--- Records of labeled points ---
- - -

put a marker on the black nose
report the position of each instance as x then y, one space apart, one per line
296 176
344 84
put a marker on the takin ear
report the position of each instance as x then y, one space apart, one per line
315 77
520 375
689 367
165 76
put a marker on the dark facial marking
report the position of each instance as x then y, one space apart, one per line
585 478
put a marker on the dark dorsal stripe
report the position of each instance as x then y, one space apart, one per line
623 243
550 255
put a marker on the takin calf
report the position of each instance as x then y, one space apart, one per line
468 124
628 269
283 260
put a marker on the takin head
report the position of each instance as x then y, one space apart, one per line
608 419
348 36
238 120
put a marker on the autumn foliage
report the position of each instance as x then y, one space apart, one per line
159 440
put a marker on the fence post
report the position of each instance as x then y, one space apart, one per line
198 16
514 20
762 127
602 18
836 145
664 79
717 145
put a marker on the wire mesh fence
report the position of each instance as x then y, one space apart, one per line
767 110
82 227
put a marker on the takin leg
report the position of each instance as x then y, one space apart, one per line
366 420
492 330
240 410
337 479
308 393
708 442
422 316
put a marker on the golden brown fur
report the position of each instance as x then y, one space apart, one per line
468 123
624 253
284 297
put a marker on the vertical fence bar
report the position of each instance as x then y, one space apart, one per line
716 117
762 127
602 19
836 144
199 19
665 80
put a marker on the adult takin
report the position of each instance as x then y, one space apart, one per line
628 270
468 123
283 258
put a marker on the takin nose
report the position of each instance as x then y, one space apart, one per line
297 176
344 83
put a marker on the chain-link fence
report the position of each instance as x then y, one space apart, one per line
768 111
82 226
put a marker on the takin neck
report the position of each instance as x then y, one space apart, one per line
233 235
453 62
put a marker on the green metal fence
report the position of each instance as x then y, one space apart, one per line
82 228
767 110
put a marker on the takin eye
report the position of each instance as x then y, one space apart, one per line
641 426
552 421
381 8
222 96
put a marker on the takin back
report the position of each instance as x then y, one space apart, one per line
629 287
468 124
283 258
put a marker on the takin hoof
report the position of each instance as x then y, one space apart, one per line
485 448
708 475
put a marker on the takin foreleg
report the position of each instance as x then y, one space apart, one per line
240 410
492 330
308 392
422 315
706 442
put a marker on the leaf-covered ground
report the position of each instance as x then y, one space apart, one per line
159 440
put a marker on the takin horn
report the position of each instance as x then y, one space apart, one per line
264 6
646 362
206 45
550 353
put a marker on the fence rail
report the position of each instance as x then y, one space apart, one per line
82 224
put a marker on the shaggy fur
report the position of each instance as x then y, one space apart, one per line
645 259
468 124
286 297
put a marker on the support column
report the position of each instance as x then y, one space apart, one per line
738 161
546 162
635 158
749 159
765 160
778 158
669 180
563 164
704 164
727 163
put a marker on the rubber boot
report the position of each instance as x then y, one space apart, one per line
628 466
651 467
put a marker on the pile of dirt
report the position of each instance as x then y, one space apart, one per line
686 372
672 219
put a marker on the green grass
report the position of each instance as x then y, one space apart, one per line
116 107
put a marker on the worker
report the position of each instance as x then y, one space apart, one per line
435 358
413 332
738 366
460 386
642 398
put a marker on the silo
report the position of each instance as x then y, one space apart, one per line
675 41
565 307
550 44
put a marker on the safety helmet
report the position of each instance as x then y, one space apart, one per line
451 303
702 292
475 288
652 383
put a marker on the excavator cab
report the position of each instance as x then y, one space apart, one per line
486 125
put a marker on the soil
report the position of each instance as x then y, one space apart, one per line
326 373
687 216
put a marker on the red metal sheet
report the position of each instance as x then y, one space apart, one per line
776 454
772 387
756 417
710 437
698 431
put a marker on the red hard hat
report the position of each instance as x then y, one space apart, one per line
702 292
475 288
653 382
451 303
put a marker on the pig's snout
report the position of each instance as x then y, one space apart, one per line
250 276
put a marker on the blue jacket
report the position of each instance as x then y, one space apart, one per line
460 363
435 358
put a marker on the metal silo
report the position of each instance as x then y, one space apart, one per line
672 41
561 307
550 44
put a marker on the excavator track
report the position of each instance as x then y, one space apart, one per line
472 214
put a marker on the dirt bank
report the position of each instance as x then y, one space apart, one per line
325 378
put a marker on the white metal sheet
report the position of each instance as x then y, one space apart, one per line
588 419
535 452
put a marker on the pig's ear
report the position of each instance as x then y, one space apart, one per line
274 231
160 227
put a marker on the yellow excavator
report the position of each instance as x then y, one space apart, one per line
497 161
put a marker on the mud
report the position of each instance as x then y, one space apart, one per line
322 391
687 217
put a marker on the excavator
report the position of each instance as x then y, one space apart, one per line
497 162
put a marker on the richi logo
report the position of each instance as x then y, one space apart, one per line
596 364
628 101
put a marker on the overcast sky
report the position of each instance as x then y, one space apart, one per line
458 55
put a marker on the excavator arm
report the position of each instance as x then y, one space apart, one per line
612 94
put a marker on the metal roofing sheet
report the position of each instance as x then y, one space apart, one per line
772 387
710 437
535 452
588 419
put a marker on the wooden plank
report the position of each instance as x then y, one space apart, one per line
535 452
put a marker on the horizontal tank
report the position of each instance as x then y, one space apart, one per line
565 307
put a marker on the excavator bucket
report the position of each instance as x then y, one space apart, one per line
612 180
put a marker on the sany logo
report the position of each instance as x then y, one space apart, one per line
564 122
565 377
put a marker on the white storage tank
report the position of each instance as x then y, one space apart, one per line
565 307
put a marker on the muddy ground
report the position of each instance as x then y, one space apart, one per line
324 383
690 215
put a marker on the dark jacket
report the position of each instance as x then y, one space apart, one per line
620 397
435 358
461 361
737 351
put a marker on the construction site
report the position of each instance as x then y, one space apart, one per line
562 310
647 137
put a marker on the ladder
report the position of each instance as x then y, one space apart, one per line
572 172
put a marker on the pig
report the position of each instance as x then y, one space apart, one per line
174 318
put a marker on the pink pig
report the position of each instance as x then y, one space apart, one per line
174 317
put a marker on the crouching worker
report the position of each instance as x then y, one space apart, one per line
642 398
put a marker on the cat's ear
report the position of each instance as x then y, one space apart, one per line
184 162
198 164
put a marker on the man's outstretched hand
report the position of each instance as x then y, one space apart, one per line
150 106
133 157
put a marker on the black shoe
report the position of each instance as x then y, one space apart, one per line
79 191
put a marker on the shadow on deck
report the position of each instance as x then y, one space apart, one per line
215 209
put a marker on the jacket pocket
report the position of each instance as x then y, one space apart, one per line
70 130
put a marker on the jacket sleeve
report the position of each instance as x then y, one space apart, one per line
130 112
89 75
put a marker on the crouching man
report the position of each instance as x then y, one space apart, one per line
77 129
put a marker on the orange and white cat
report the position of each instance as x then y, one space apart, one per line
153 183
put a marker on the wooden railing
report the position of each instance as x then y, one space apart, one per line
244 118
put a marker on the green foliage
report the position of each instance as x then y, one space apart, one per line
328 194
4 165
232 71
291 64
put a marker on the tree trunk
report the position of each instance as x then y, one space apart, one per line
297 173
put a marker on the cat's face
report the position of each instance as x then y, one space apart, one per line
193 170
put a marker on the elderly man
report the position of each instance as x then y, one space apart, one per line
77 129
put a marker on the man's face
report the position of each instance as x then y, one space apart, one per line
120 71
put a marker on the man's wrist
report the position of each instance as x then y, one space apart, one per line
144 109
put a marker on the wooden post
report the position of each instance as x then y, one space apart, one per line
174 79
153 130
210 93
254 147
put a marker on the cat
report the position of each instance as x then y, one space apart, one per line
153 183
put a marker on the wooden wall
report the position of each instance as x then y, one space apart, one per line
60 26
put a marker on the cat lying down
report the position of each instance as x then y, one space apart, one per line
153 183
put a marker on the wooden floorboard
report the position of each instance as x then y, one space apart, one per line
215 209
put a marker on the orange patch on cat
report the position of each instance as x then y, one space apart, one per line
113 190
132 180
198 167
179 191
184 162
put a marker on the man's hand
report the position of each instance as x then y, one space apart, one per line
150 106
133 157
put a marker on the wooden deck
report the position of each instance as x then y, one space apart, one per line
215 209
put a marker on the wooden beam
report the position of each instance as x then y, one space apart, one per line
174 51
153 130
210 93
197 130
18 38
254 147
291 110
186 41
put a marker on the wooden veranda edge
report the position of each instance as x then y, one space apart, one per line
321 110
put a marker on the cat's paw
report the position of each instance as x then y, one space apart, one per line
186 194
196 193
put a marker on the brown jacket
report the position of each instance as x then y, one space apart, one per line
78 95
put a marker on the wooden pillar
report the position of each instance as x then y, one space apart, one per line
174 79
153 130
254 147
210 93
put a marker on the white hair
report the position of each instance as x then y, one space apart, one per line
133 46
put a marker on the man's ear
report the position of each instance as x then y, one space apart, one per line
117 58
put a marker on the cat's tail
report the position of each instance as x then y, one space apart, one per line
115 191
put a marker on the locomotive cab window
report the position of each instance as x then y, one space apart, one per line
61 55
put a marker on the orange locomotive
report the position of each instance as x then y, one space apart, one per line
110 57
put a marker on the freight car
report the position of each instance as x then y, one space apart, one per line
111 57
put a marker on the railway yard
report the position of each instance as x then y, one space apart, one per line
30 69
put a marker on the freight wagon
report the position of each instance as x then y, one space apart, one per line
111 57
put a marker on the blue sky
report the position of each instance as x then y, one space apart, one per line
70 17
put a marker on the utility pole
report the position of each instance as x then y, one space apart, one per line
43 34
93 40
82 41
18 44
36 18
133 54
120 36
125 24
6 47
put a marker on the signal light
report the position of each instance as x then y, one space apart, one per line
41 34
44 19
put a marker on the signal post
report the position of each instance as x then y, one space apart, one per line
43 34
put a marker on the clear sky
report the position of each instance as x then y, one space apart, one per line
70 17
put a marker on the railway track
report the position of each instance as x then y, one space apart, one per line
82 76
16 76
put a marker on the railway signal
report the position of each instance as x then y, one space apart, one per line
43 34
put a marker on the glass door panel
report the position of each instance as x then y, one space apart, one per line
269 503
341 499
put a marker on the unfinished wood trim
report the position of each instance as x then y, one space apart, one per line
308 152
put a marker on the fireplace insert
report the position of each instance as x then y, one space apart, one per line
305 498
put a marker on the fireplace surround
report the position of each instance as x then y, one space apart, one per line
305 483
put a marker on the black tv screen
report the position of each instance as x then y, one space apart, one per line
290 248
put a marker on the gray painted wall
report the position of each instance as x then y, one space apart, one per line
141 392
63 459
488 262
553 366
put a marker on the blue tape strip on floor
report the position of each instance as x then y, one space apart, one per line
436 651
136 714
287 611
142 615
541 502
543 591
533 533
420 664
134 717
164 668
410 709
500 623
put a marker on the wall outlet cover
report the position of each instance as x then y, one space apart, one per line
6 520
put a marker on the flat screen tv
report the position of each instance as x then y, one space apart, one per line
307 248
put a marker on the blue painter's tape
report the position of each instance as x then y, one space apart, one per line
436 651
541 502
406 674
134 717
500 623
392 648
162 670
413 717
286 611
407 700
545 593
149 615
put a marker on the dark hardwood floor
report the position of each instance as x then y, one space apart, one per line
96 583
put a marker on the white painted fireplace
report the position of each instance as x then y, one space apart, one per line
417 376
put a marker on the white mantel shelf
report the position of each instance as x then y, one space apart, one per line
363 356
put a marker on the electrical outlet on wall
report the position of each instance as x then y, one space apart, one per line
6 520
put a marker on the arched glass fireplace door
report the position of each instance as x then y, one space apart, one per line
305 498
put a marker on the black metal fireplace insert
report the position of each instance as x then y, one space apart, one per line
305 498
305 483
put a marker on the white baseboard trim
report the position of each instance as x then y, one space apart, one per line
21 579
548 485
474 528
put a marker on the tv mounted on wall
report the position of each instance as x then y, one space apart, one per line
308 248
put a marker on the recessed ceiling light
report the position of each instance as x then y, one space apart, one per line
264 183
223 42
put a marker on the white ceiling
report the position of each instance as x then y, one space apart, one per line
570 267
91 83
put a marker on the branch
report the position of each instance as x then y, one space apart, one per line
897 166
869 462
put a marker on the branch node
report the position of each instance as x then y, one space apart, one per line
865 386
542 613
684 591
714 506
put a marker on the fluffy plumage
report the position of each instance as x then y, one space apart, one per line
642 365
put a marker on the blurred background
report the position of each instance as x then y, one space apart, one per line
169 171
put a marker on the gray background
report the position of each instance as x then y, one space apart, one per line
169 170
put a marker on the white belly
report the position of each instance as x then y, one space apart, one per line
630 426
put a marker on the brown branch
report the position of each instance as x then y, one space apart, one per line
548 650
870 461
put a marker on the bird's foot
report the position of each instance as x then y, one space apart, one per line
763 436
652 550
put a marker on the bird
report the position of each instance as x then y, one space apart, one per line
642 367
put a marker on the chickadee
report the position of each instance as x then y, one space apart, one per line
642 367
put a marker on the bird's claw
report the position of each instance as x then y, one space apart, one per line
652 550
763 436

- - -

--- WHAT YOU WILL DO ---
Copy only this span: the line that contains "put a marker on the brown branch", the last line, and every line between them.

--- REPLY ---
put a marker on the brown branch
report the position of each instance as x then y, one space apart, one per line
548 650
870 461
put a marker on the bird's foot
report the position of each instance as x then y, one space apart, one per line
763 436
652 550
put a marker on the bird
report the position of each instance as x then y, one space apart, one per line
642 367
put a marker on the chickadee
report the position of each instance as x then y, one space apart, one per line
642 367
put a marker on the bird's claw
report the position of each instance as x then y, one space apart, one per line
652 550
763 436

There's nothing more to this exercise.